TASKS TO COMPLETE -
• 1. In the essay on Judaism, who is quoted from the Talmud as saying that the commandments will be nullified in the world-to-come?
• 2. Reproduce the part of the essay on Judaism between "It will not" and "agree with me?", inclusive.

TEXT PASSAGE -
Think about an organization that is working to end world hunger. Or one that is combating racism and discrimination in society. Or another whose aim is to protect marine life from the mounds of plastic trash dumped in the oceans every year.
What do you think would be these organizations’ greatest achievement, their greatest moment?
It will not be when they get a certain law passed or they open up a new center or when they are successful in recruiting thousands more to their cause.
Their greatest day will come when they could pack up their stuff and close their offices!
Because that will mean that the work has been done, the goals have been achieved, and their organization is no longer needed or necessary.
Wanna hear something crazy?
The same can be said for Judaism.
Though we often think about Judaism as a religion, replete with its beliefs, rituals and laws, it is more accurately viewed, I believe, as a movement whose days, ideally, are numbered.
Don’t agree with me?
That’s fine, because it’s not my original idea.
It’s actually a Jewish idea!
In fact, it was recorded in the Talmud some 1,500 years ago, when Rav Yosef said, “…the commandments will be nullified in the future world-to-come.” (Niddah, 61b, for those who like sources).
Additionally, it says in the midrash that, “In the future, all the holidays will be nullified, and the days of Purim will never be nullified…” (Yalkut Shimoni, Mishlei, 944).
What could these statements possibly mean?
Isn’t Judaism and its commandments supposed to last forever? Thousands of years ago, wasn’t Avraham on a quest for truth, a truth which he found, a truth which became the foundation of Judaism? Shouldn’t that truth be eternal?
Could it be that there is some kind of expiration date stamped onto the world’s oldest monotheistic religion?
Can we even imagine a world without things like checking food labels for kashrut certification, looking at our watches to see how long ago we finished eating that hamburger so that we could eat that ice cream waiting for us at home in the freezer (I never actually did that since I’m vegan 🙂 ) or joining the bustling crowds in Jerusalem’s Mahane Yehuda market on Fridays to buy delicacies for Shabbat?
Before we answer these questions, let me share a little bit about myself.
I was born Jewish in a very Jewish place called New York. I knew I was Jewish since I ate bagels and went to Hebrew school, but I had no intimate connection with my people’s tradition and what I did know about it wasn’t meaningful to me. By the end of high school and into college, my life’s meaning came from playing music, spending time in nature, and being very active in political/peace/save-the-world organizations and movements.

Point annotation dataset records

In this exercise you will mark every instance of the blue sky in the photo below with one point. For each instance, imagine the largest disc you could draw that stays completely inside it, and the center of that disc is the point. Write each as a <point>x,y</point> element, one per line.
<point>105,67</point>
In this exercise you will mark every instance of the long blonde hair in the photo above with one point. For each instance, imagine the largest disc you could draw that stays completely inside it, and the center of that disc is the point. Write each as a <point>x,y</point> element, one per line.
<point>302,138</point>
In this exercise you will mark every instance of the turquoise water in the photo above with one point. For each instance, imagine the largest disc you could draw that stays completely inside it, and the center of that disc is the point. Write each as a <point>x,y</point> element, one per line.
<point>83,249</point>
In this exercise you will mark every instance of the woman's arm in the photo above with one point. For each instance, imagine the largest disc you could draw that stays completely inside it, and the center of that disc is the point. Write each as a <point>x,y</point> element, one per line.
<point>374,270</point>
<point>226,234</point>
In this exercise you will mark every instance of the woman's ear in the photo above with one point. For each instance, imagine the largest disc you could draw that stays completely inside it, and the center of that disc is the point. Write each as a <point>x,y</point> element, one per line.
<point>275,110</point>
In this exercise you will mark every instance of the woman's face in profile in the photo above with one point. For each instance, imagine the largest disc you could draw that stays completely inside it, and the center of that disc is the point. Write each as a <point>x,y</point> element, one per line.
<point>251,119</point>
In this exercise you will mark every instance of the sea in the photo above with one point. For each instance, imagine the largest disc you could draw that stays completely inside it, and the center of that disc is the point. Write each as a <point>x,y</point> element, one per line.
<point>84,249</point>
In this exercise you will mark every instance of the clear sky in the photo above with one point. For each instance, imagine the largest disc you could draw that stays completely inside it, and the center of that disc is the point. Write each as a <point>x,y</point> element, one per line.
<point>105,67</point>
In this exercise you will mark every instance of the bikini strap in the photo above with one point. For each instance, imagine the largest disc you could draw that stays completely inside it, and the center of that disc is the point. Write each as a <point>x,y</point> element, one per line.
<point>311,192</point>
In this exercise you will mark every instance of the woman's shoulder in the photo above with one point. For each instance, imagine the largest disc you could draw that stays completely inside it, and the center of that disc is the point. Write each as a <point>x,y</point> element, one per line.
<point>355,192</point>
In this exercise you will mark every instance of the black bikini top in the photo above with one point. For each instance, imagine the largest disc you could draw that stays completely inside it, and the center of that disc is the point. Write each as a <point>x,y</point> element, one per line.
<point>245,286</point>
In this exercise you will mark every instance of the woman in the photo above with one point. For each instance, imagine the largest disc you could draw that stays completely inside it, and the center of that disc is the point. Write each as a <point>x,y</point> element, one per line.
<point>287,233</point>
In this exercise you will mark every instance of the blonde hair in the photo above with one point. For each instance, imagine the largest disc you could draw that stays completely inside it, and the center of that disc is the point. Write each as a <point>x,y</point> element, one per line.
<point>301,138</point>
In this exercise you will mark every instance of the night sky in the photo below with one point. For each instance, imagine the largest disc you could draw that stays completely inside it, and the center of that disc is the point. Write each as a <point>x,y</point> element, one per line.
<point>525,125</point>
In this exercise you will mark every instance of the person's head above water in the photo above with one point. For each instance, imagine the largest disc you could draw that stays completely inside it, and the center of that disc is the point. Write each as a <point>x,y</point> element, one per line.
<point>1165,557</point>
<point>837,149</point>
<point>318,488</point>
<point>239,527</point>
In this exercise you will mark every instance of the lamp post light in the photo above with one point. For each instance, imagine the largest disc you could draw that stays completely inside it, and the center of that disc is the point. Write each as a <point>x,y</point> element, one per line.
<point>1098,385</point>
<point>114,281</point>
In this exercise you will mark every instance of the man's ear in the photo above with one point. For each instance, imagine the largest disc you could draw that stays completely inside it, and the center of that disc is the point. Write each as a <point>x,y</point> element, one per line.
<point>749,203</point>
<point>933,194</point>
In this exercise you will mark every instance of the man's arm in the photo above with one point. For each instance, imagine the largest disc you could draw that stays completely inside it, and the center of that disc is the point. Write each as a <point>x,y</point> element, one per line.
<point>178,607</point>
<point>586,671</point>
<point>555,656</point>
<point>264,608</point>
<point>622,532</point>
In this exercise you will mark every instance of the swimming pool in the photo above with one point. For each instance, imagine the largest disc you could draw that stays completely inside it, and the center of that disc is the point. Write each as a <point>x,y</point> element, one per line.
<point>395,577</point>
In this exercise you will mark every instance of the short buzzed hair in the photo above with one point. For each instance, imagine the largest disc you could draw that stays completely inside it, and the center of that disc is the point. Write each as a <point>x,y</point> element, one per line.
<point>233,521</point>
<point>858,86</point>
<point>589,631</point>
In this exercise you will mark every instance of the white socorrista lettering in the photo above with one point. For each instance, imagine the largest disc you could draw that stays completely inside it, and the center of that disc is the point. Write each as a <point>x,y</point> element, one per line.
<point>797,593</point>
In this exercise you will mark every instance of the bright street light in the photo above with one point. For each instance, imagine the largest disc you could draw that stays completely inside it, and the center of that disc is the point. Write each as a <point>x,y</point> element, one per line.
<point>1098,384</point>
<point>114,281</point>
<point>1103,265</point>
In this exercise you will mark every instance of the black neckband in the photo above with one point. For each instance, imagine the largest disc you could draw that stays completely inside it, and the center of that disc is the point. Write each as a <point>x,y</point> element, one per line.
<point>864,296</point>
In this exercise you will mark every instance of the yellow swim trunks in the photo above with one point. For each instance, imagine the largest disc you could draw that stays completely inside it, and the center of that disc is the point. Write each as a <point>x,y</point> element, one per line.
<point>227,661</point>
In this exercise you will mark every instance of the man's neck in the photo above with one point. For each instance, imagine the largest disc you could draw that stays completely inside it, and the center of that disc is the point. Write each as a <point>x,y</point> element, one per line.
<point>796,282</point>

SOLUTIONS FOR EACH TASK -
• 1. Rav Yosef

• 2.
It will not be when they get a certain law passed or they open up a new center or when they are successful in recruiting thousands more to their cause.
Their greatest day will come when they could pack up their stuff and close their offices!
Because that will mean that the work has been done, the goals have been achieved, and their organization is no longer needed or necessary.
Wanna hear something crazy?
The same can be said for Judaism.
Though we often think about Judaism as a religion, replete with its beliefs, rituals and laws, it is more accurately viewed, I believe, as a movement whose days, ideally, are numbered.
Don’t agree with me?